Start DATA SHOWN

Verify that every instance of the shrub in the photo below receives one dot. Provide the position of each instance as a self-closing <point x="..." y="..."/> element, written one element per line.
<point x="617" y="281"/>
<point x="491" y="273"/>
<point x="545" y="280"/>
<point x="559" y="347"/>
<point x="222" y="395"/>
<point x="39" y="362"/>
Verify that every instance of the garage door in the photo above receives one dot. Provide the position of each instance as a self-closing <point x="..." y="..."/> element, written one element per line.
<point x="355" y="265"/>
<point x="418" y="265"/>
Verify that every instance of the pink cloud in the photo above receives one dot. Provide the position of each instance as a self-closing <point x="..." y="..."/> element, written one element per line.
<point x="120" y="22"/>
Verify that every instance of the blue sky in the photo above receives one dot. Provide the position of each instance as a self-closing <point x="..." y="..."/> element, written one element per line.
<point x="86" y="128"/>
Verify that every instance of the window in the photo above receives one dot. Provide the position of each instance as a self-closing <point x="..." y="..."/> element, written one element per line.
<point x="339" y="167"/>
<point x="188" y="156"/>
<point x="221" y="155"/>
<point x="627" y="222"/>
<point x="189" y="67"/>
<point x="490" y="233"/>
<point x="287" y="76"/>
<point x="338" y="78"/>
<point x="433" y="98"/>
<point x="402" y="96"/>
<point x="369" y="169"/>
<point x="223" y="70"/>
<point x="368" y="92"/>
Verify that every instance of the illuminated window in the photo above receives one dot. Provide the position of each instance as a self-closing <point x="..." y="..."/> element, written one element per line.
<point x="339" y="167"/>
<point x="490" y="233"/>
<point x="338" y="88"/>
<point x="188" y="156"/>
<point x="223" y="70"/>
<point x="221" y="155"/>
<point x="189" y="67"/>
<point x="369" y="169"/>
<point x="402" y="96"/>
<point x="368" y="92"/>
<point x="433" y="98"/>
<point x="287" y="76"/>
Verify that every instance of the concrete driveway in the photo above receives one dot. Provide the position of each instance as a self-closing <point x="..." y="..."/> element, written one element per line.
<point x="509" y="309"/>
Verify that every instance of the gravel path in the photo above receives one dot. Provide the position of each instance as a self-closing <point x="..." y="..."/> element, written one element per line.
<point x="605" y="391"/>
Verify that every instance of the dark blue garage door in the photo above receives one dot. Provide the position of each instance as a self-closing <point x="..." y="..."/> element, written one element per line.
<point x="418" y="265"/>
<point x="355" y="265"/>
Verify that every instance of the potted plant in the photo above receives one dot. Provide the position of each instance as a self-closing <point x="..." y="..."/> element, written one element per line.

End DATA SHOWN

▶ TASK PROMPT: Output the line holding "Verify that every instance of the illuminated", then every later line through the end of the records above, exactly as given and nothing else.

▶ RESULT OF THE EXERCISE:
Verify that every instance of the illuminated window in the photo above receives one dot. Provide the position of each instance as a self-closing <point x="..." y="..."/> element, written one element per line.
<point x="339" y="167"/>
<point x="490" y="233"/>
<point x="338" y="88"/>
<point x="188" y="156"/>
<point x="223" y="70"/>
<point x="221" y="155"/>
<point x="189" y="67"/>
<point x="369" y="169"/>
<point x="402" y="96"/>
<point x="368" y="92"/>
<point x="433" y="98"/>
<point x="287" y="76"/>
Verify that every instance of the concrete driveway in the photo above receives one dot. Provide the position of each instance as a self-closing <point x="..." y="..."/> element, written one element per line.
<point x="509" y="309"/>
Verify that every instance of the gravel path in the photo above receives one dot. Provide the position of each instance as a self-closing <point x="..." y="..."/> element, written one element per line.
<point x="605" y="391"/>
Verify that every instance of the dark blue garage door in the photo above receives one dot. Provide the position of each instance as a self-closing <point x="..." y="..."/> element, written one element per line.
<point x="418" y="265"/>
<point x="355" y="265"/>
Verify that every instance of the potted plant in the photo above receives one dot. Provide the position of each instance as a self-closing <point x="..." y="..."/> element, written one element per line.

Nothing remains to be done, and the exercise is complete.